• Text excerpt:

- - -

Revinylization #33: 21st Century (Steely) Dan

Steely Dan’s last two studio albums, Two Against Nature (2000) and Everything Must Go (2003), are anomalies. The music is stellar, at or near the level of the band’s best early work, but it’s almost unknown, even among fans. (Back in 2011, one night of a week-long gig at the Beacon in New York City was supposed to highlight songs from these two albums—the program was called “21st-Century Dan”—but the idea was dropped when almost nobody bought advance tickets.)


A shame. Two Against Nature, which marked the return of Steely Dan after a 20-year hiatus and won the Grammy that year for Best Album, starts in where Gaucho left off: a streak of literary sparklers glossing oddball tales, usually about loss, illusion, or unfulfilled dreams, sung by a narrator who’s either blithely clueless or self-loathingly aware of his dim prospects, backed by doo-wop backup singers, skylark guitar licks, a hard-slam backbeat, and slick jazz horn charts—too slick for some, but those detractors miss the point: It’s the contrast between the polished arrangements and the warbly narrator’s cri de coeur that sparks Steely Dan’s appeal. And, of course, there’s the wit, fashioned by the band’s co-founders and composers, Walter Becker (who died in 2017) and Donald Fagen (still going strong), both Bard Lit majors steeped in Tin Pan Alley and junkie Beat poetry, a cool-breeze brew for our dyspeptic times.


Fagen, the lead singer, was the era’s cogent troubadour, a successor to Dylan except that Dylan’s persona was a rebel who storms off Maggie’s farm while Fagen’s was, and is, the world-weary Sybarite who sees “the blood orange sky” above the freeway but, feeling too beat for rage, takes refuge in “the long sad Sunday of the early resigned.”

- - -

• What is asked:
1: In the Steely Dan review, which award did Two Against Nature win?
2: Reproduce the passage of the Steely Dan review between "Steely Dan’s last" and "bought advance tickets.)", inclusive.

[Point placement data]

- - -

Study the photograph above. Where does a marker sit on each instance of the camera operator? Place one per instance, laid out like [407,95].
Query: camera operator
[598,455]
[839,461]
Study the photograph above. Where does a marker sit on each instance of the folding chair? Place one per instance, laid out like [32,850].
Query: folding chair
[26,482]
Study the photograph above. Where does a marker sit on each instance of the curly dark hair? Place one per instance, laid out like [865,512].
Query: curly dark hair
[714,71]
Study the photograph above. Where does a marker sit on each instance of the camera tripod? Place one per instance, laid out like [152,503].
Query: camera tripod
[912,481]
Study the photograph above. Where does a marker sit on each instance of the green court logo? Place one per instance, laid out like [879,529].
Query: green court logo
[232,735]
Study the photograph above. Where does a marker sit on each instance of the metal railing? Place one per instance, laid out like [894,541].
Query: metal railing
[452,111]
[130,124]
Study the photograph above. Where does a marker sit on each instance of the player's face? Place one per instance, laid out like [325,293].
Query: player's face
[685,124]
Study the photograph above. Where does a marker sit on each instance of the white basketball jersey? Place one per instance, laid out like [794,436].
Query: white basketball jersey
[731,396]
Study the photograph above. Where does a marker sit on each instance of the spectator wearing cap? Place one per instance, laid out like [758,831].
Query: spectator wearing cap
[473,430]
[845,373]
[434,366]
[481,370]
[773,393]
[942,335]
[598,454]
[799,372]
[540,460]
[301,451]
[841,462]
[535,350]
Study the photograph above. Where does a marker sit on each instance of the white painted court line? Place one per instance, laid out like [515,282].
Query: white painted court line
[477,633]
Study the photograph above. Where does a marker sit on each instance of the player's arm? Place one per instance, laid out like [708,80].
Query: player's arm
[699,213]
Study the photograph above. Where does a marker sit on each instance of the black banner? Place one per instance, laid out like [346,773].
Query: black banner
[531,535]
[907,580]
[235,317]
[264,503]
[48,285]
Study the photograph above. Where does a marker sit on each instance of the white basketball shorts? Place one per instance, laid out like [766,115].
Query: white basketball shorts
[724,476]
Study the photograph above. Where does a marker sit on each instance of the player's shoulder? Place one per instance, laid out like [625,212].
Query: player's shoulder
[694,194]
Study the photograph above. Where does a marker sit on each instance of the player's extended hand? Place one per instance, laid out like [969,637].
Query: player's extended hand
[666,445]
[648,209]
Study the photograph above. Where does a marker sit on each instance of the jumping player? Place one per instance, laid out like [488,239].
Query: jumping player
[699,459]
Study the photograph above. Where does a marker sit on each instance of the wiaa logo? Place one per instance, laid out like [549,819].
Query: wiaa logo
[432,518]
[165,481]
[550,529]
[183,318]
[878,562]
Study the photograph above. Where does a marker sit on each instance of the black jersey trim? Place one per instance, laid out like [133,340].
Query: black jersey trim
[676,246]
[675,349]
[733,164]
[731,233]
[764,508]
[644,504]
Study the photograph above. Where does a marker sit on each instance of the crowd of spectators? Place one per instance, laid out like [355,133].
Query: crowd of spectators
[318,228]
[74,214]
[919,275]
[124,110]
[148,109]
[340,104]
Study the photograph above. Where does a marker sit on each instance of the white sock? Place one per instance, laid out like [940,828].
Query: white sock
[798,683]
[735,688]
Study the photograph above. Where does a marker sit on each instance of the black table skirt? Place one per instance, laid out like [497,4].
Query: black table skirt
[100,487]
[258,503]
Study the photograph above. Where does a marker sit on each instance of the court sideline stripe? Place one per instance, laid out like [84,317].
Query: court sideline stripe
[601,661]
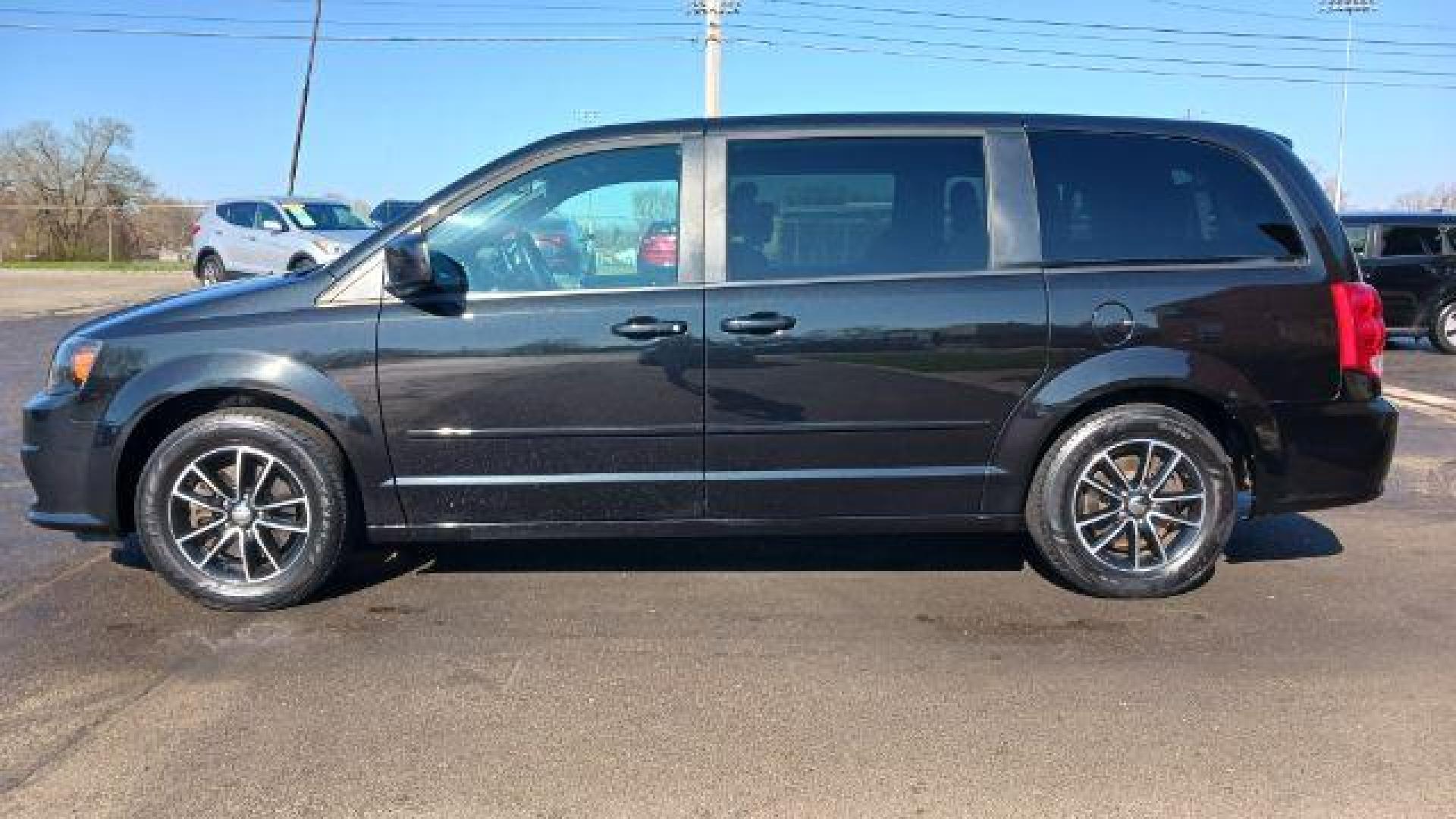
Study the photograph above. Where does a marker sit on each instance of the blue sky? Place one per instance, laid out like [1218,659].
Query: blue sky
[215,117]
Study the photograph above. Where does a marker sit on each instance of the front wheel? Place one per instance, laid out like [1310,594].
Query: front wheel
[1133,502]
[243,509]
[210,271]
[1443,328]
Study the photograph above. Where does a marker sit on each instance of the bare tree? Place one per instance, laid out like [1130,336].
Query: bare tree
[76,181]
[1440,197]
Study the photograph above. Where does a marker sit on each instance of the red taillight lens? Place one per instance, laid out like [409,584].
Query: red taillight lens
[660,251]
[1360,322]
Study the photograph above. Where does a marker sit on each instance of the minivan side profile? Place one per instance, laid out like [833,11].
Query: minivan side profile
[1100,331]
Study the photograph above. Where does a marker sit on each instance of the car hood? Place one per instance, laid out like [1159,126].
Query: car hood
[343,237]
[228,299]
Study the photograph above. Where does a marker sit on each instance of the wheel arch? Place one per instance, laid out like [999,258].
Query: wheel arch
[1203,387]
[201,254]
[159,401]
[299,257]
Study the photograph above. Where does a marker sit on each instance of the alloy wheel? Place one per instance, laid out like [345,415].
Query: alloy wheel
[1139,506]
[239,515]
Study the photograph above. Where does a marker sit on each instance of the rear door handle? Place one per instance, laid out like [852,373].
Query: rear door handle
[759,324]
[648,327]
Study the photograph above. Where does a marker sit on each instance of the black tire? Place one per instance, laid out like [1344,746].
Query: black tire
[1443,328]
[306,464]
[210,270]
[1060,497]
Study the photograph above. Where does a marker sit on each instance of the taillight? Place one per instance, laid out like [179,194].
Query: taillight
[1360,324]
[660,251]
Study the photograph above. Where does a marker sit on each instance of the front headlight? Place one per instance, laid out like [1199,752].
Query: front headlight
[73,365]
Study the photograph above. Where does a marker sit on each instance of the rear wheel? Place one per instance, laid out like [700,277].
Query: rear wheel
[1443,328]
[1133,502]
[243,509]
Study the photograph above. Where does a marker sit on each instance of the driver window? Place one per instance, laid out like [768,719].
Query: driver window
[599,221]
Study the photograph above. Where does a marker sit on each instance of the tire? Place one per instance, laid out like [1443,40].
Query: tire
[210,270]
[1098,560]
[259,558]
[1443,328]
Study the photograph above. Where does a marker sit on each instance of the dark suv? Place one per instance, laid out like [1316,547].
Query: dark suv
[1411,260]
[1097,330]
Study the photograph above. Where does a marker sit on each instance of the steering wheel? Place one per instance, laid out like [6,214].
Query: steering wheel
[525,267]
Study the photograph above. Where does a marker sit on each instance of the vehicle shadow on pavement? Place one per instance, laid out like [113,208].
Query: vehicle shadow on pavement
[1289,537]
[1283,537]
[870,553]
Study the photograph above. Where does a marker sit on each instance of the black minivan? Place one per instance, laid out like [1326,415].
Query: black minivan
[1101,331]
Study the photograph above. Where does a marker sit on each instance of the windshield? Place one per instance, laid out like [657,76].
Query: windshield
[324,216]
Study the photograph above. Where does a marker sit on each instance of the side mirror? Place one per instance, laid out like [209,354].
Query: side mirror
[406,264]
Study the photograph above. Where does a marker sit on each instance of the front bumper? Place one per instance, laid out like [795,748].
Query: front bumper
[67,458]
[1329,453]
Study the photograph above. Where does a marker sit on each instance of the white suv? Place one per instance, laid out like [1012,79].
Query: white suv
[237,238]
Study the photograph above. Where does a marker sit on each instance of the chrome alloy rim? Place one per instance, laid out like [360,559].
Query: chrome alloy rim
[1139,506]
[239,515]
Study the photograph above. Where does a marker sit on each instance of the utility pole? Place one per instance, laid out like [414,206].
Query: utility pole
[712,12]
[1348,8]
[303,101]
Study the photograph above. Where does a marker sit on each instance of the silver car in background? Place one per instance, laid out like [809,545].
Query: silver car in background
[259,235]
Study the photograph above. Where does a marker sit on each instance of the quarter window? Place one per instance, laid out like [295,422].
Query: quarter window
[239,213]
[855,207]
[1144,199]
[1359,237]
[598,221]
[267,213]
[1410,241]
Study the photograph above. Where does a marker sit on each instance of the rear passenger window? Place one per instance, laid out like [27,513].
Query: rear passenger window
[855,207]
[1410,241]
[237,213]
[1144,199]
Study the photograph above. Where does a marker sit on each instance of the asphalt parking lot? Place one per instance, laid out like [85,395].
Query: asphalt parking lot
[870,676]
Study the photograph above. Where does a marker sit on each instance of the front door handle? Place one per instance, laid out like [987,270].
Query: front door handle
[759,324]
[648,327]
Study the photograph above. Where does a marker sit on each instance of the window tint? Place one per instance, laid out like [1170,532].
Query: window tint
[1128,197]
[1359,237]
[855,207]
[1410,241]
[598,221]
[267,213]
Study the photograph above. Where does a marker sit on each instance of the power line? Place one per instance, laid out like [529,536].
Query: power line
[327,20]
[353,38]
[1090,55]
[1139,39]
[1100,27]
[1279,17]
[1076,67]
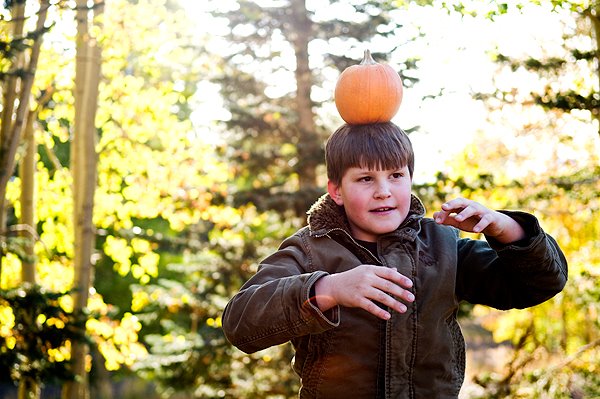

- - -

• Answer set:
1: The Grammy for Best Album.

2:
Steely Dan’s last two studio albums, Two Against Nature (2000) and Everything Must Go (2003), are anomalies. The music is stellar, at or near the level of the band’s best early work, but it’s almost unknown, even among fans. (Back in 2011, one night of a week-long gig at the Beacon in New York City was supposed to highlight songs from these two albums—the program was called “21st-Century Dan”—but the idea was dropped when almost nobody bought advance tickets.)